▶ **Job a**
Reproduce the passage of the BIG-IP configuration text from "On the External BIG-IP" to "FTP Virtual server IP address on the internal BIG-IP (BIG-IP#2)." word for word.

A familiarity with BIG-IP deployment concepts and technology as well as basic networking is essential for configuring and deploying the LTM components of the BIG-IP product portfolio. For further details on the configuration and networking setup of the BIG-IP, please visit the F5 support site at https:// support.f5.com.

The recommended approach for this solution is to build out a routed configuration. To avoid complexity with direct server return or asymmetrical routing, the following configuration will be based on a two cluster BIG-IP approach. The NGIPS managed device pool is deployed between the two BIG-IP clusters. The client-facing BIG-IP is where the IPS configuration is defined. The IPS pool and members are defined first; then the virtual servers are created; and finally the iRule is applied to the virtual servers.

Create Nodes

In order to ensure that traffic flows are seen by the NGIPS managed devices, we will add the IPS node IP addresses to the platform. In this arrangement we will configure nodes to handle both FTP traffic as well as HTTP traffic through the NGIPS-managed devices. Nodes need to be defined on both BIG-IP devices.

On the External BIG-IP (BIG-IP#1), create the nodes. Within the GUI, select Local Traffic→ Nodes→Node list and then choose create. Create a node entry for each of the follow nodes.

Node Name Node Address
IPS-1 Sourcefire NGIPS node IP address on the External IPS VLAN
IPS-2 Sourcefire NGIPS node IP address on the External IPS VLAN
IPS-3 Sourcefire NGIPS node IP address on the External IPS VLAN
IPS-4 Sourcefire NGIPS node IP address on the External IPS VLAN. Repeat for each NGIPS node
WEB Web server member is the HTTP virtual server IP address on the internal BIG-IP (BIG-IP#2).
FTP The FTP member is the FTP Virtual server IP address on the internal BIG-IP (BIG-IP#2).

On the Internal BIG-IP (BIG-IP#2), create the nodes. Within the GUI select Local Traffic→ Nodes→Node list, and then choose create. Create a node entry for each of the follow nodes.

▶ **Job b**
In the rows from the line with "Localize black wristband" to the line with "0,0,862,200", switch "Localize" to "Locate". Return only those lines, with everything else left unchanged.

▶ **Bounding box annotation entries**
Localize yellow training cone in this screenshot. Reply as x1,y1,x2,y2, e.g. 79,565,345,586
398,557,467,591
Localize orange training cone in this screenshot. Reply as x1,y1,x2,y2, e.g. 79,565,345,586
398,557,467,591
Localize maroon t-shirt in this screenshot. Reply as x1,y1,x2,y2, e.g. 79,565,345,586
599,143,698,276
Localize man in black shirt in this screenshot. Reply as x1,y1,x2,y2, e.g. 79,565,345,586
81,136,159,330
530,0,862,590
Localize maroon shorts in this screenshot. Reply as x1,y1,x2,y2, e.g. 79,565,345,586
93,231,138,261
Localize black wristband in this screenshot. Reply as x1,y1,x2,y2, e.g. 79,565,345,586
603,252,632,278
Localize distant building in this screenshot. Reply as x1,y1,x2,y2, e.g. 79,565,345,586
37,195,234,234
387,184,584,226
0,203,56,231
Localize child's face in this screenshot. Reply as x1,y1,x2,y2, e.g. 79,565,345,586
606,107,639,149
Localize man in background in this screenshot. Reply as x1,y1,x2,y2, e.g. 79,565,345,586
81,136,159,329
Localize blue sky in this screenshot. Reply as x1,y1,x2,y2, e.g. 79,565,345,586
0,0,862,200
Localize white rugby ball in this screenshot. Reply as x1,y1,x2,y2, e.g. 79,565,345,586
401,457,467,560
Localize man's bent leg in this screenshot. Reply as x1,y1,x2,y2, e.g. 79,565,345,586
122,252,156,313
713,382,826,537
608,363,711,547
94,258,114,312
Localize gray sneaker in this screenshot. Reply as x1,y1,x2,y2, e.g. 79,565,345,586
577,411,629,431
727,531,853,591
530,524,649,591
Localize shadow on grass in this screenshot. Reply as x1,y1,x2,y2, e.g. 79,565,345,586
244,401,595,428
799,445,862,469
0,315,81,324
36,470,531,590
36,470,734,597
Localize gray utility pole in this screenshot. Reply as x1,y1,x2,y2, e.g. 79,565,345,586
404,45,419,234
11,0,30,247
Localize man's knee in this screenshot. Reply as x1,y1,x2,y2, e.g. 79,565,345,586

▶ **Complete output a**
On the External BIG-IP (BIG-IP#1), create the nodes. Within the GUI, select Local Traffic→ Nodes→Node list and then choose create. Create a node entry for each of the follow nodes.

Node Name Node Address
IPS-1 Sourcefire NGIPS node IP address on the External IPS VLAN
IPS-2 Sourcefire NGIPS node IP address on the External IPS VLAN
IPS-3 Sourcefire NGIPS node IP address on the External IPS VLAN
IPS-4 Sourcefire NGIPS node IP address on the External IPS VLAN. Repeat for each NGIPS node
WEB Web server member is the HTTP virtual server IP address on the internal BIG-IP (BIG-IP#2).
FTP The FTP member is the FTP Virtual server IP address on the internal BIG-IP (BIG-IP#2).

▶ **Complete output b**
Locate black wristband in this screenshot. Reply as x1,y1,x2,y2, e.g. 79,565,345,586
603,252,632,278
Locate distant building in this screenshot. Reply as x1,y1,x2,y2, e.g. 79,565,345,586
37,195,234,234
387,184,584,226
0,203,56,231
Locate child's face in this screenshot. Reply as x1,y1,x2,y2, e.g. 79,565,345,586
606,107,639,149
Locate man in background in this screenshot. Reply as x1,y1,x2,y2, e.g. 79,565,345,586
81,136,159,329
Locate blue sky in this screenshot. Reply as x1,y1,x2,y2, e.g. 79,565,345,586
0,0,862,200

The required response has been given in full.